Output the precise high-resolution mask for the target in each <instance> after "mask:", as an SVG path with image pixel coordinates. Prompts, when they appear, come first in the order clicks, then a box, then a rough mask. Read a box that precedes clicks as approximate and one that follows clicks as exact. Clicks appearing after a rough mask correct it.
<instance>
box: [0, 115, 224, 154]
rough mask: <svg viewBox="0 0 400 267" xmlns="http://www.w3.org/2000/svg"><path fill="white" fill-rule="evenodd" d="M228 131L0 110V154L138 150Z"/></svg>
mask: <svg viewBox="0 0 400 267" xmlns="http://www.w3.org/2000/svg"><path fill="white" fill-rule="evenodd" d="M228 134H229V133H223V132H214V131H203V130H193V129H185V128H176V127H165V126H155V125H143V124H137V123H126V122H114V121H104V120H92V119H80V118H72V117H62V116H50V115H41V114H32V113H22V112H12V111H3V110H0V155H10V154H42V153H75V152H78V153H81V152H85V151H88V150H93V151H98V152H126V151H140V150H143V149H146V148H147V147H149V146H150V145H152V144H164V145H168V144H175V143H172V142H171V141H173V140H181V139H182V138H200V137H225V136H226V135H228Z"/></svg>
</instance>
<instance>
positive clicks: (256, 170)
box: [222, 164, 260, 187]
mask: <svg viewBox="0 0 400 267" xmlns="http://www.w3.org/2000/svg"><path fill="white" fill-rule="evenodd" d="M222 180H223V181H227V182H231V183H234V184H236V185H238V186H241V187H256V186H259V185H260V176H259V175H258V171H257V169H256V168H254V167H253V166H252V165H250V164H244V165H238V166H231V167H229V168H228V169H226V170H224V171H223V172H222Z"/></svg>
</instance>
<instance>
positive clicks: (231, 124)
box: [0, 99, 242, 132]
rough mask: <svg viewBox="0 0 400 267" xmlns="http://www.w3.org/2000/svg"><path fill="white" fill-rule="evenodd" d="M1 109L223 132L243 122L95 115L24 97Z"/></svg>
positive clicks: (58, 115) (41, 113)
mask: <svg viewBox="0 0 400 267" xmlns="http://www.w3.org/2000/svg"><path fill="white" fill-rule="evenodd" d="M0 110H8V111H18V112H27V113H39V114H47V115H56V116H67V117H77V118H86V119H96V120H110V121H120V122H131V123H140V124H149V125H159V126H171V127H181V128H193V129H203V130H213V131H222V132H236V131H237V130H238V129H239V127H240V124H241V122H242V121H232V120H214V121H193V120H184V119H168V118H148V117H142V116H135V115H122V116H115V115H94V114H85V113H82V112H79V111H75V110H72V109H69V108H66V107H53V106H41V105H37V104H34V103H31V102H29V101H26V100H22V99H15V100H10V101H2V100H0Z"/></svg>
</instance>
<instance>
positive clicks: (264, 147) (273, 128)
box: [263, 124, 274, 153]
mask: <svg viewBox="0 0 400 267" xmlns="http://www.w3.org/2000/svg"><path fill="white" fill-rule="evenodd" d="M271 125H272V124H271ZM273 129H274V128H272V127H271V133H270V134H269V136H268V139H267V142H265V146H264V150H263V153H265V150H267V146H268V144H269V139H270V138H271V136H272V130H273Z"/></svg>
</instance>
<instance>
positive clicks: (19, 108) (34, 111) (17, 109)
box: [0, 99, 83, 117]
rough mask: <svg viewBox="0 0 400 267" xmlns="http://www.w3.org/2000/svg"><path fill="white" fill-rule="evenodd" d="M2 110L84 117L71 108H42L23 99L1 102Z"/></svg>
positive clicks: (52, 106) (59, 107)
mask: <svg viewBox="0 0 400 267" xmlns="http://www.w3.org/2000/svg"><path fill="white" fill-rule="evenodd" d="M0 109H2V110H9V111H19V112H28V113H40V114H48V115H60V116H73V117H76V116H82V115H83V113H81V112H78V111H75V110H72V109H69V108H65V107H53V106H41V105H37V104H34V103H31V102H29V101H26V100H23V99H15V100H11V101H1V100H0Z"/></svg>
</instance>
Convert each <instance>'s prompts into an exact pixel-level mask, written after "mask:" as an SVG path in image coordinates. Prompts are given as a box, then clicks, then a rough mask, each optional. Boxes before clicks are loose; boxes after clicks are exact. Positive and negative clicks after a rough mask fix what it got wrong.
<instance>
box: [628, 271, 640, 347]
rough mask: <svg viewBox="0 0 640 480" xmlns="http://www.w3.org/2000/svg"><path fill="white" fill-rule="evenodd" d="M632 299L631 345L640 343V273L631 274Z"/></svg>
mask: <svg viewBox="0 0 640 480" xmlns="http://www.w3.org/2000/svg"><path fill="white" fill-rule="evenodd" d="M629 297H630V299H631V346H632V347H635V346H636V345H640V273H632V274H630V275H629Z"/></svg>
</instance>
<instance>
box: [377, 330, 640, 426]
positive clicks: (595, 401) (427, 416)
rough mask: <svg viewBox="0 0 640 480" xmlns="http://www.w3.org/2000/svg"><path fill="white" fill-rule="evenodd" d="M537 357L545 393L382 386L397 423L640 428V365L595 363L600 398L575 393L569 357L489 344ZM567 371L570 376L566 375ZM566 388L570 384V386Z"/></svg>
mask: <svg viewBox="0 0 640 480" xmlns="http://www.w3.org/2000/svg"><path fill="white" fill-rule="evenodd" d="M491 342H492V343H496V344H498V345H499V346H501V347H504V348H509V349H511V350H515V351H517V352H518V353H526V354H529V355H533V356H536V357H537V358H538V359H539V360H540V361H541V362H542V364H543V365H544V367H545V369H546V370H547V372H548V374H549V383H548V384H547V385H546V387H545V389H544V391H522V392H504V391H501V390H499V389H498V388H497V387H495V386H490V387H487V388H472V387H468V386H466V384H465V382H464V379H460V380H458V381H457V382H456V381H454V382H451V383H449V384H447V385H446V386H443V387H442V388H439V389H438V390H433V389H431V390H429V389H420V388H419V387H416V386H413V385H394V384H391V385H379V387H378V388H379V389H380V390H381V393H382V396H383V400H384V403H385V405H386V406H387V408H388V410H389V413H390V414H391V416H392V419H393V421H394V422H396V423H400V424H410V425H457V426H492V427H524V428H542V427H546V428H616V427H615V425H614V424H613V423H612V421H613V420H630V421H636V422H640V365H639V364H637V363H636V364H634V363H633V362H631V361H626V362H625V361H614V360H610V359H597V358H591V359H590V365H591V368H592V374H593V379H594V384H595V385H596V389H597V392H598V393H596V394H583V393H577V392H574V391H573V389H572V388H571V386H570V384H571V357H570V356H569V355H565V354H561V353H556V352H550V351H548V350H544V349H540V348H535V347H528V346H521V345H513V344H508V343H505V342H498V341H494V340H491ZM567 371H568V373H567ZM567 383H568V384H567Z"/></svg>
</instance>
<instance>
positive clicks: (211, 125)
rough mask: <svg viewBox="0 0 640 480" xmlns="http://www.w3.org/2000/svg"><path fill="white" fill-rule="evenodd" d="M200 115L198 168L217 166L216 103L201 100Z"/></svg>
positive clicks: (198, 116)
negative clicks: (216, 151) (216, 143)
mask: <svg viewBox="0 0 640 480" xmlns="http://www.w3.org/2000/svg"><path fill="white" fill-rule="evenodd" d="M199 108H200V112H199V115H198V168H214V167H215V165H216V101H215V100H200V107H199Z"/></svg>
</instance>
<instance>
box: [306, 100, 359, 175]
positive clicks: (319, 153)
* * *
■ **Work instruction**: Copy the lines above exactly. Start with the line containing "box: [0, 99, 242, 132]", end with the line containing "109L223 132L243 122L95", and include both.

■ **Problem solution**:
box: [0, 99, 242, 132]
rough mask: <svg viewBox="0 0 400 267" xmlns="http://www.w3.org/2000/svg"><path fill="white" fill-rule="evenodd" d="M1 109L223 132L243 122L95 115L24 97Z"/></svg>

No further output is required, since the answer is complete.